Ce 22 septembre à 18 heures, trois policiers en uniforme, accompagnés de leurs collègues des renseignements territoriaux, montent les escaliers du bâtiment de droit de l’Université de Nantes sur le campus du Tertre. À l’étage, une réunion publique se tient comme tous les lundis soirs depuis plusieurs années. « On agit sur réquisition de la présidence de l’université », bégaye l’un des policiers. La police ordonne à la trentaine de participants de quitter le bâtiment. Dehors, c’est la surprise : une dizaine de camions de CRS sont le long de la route. Un agent d’accueil s’excuse, il ne comprend pas la décision de sa direction. L’entièreté du bâtiment de droit est évacuée.

### CONSIGNE:
Reproduisez mot pour mot le passage du texte ci-dessus sur l'évacuation du bâtiment de droit qui s'ouvre sur les mots contenant "Ce 22 septembre à" et se clôt sur "droit est évacuée.".

(Lignes d'un jeu de données de segmentation)
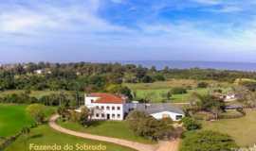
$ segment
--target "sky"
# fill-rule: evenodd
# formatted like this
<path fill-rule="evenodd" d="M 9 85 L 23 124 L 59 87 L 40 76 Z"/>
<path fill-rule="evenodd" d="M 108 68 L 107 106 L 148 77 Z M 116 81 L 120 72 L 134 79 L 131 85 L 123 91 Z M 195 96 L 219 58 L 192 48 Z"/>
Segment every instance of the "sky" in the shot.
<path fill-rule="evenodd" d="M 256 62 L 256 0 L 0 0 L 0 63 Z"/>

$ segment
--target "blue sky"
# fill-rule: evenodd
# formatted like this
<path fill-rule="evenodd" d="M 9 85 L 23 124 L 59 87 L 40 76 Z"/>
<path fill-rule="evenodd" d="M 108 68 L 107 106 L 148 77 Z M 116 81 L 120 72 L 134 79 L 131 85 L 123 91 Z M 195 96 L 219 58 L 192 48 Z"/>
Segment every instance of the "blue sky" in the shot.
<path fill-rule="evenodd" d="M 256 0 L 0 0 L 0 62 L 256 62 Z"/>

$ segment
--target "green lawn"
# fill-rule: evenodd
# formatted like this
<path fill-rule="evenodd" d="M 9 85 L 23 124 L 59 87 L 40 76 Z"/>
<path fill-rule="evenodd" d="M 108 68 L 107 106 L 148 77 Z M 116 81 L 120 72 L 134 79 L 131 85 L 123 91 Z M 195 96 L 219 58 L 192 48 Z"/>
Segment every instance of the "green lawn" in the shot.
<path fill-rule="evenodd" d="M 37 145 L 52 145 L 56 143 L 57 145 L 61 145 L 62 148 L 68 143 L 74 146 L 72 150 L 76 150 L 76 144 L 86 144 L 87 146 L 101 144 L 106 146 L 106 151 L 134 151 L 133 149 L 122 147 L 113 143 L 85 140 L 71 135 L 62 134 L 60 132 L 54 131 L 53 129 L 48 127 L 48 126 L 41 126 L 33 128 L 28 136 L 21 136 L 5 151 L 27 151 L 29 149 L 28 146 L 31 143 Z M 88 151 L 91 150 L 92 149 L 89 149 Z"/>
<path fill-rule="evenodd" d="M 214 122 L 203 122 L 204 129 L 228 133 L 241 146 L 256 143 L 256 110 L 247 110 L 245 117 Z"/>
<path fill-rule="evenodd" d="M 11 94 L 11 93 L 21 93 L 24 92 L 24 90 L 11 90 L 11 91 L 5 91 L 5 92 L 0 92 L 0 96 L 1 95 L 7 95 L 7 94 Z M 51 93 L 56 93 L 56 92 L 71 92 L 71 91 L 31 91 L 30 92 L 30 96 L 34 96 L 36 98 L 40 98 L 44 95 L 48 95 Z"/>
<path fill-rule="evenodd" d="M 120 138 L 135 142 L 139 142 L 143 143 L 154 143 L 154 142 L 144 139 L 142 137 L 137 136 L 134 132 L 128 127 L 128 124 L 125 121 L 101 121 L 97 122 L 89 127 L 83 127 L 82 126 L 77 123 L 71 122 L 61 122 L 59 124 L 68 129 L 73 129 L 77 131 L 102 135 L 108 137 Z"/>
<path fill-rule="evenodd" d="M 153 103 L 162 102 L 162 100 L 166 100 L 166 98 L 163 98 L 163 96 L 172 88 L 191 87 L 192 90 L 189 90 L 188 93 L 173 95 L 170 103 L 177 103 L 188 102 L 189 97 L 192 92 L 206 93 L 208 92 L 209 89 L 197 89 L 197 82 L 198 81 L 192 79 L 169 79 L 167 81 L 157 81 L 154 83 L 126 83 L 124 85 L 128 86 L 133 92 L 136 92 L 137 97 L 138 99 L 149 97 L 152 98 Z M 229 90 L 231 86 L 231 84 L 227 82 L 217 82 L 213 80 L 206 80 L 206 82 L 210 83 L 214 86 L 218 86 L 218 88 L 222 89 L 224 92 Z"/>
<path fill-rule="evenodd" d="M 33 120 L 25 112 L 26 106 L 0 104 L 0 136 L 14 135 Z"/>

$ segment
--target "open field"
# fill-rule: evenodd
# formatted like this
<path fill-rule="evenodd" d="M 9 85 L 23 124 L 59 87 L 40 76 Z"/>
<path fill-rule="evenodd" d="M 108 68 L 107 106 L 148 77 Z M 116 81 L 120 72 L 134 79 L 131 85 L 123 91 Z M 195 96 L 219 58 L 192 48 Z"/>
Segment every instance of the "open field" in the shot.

### RÉSULTAT CI-DESSOUS:
Ce 22 septembre à 18 heures, trois policiers en uniforme, accompagnés de leurs collègues des renseignements territoriaux, montent les escaliers du bâtiment de droit de l’Université de Nantes sur le campus du Tertre. À l’étage, une réunion publique se tient comme tous les lundis soirs depuis plusieurs années. « On agit sur réquisition de la présidence de l’université », bégaye l’un des policiers. La police ordonne à la trentaine de participants de quitter le bâtiment. Dehors, c’est la surprise : une dizaine de camions de CRS sont le long de la route. Un agent d’accueil s’excuse, il ne comprend pas la décision de sa direction. L’entièreté du bâtiment de droit est évacuée.